---------- Extracted text ----------

Now if $|I^{+}|=0$ , then we immediately have that

\mathbf{regret}_{l}(K)\leq(K+1)\left\|\dfrac{d_{\rho}^{\pi^{\star}}}{\rho}\right\|_{\infty}\epsilon+\frac{\gamma+\gamma\log(K+1)}{1-\gamma},

and hence (28) always holds.

Finally, by (24), we have that with probability at least $1-\delta$ , for all $K\in\{0,\dots,T_{l}-1\}$ ,

\begin{split}&\mathbf{regret}_{l}(K)\\ &\leq\dfrac{4(D_{l}+\sqrt{2C_{l}\log(2/\delta)})}{(1-\gamma)C_{2}E_{l}\epsilon^{2}}\sqrt{K+1}\log_{2}(K+3)+\epsilon(K+1)\left\|\dfrac{d_{\rho}^{\pi^{\star}}}{\rho}\right\|_{\infty}+\frac{\gamma+\gamma\log(K+1)}{1-\gamma}.\end{split}

This completes our proof. ∎

B.3 Overall regret bound for general policy gradient estimators

In this section, we state and prove the overall regret bound for general policy gradient estimators, which generalizes Theorem 6 for REINFORCE gradient estimators.

Theorem 10 (General regret bound).

---------- Provided records ----------

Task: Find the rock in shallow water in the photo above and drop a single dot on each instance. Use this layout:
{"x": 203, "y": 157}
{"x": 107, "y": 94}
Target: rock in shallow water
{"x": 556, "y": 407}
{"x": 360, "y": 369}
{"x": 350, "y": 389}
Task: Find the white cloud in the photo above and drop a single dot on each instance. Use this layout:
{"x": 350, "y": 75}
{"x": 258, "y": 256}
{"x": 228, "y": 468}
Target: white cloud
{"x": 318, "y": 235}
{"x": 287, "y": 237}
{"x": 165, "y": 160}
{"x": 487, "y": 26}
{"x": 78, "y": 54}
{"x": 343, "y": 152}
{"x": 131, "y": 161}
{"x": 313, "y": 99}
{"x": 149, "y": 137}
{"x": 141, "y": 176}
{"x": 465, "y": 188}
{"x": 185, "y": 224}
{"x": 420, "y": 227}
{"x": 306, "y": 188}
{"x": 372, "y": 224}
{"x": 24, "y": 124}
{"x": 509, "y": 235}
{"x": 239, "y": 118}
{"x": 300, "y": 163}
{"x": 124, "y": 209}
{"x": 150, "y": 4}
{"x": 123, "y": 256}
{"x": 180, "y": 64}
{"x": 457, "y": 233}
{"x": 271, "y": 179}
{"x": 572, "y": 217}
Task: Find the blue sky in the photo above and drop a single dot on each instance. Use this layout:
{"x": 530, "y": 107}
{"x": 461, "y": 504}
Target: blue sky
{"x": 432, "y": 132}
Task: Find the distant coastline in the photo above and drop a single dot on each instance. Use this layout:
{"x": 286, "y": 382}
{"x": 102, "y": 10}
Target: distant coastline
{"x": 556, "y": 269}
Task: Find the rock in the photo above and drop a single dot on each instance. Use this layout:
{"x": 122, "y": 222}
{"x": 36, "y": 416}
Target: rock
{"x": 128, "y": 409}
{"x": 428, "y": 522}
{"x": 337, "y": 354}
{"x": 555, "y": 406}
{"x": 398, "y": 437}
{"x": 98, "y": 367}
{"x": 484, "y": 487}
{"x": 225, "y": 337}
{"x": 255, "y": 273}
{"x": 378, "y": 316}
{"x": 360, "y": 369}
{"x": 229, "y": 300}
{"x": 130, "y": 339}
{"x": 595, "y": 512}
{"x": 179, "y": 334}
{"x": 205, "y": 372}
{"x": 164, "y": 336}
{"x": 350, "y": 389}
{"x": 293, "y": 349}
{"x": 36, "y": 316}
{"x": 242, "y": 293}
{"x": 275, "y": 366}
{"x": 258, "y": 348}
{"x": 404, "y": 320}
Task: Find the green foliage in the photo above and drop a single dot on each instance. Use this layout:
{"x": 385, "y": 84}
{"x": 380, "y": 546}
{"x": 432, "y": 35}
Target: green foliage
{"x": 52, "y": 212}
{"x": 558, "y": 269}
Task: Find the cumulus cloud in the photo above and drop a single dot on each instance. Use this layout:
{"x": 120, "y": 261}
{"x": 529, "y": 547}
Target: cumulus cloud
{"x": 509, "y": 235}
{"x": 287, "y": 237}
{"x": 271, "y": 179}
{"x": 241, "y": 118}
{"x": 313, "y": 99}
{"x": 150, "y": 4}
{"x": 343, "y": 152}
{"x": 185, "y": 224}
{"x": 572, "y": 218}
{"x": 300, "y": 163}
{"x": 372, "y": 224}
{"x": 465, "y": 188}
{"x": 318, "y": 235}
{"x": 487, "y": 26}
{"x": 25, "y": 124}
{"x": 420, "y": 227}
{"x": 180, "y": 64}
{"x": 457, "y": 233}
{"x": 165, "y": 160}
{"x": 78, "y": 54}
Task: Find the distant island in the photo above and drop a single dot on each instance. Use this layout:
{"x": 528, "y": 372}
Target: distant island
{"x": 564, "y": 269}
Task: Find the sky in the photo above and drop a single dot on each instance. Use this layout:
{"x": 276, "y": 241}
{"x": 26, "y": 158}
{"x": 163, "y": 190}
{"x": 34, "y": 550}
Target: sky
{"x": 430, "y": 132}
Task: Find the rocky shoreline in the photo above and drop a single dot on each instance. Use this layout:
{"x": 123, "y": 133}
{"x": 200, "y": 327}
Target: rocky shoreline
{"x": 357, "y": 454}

----------

*Exercise 1*.
In the regret-bound excerpt, Theorem 6 is stated for which kind of gradient estimators?
*Exercise 2*.
Give the lines of the entries as a JSON list of strings, one string per line and no blank lines, starting with the line that contains "Task: Find the rocky" and running through the end of the entries.

*Output 1*.
REINFORCE gradient estimators.

*Output 2*.
[
  "Task: Find the rocky shoreline in the photo above and drop a single dot on each instance. Use this layout:",
  "{\"x\": 123, \"y\": 133}",
  "{\"x\": 200, \"y\": 327}",
  "Target: rocky shoreline",
  "{\"x\": 357, \"y\": 454}"
]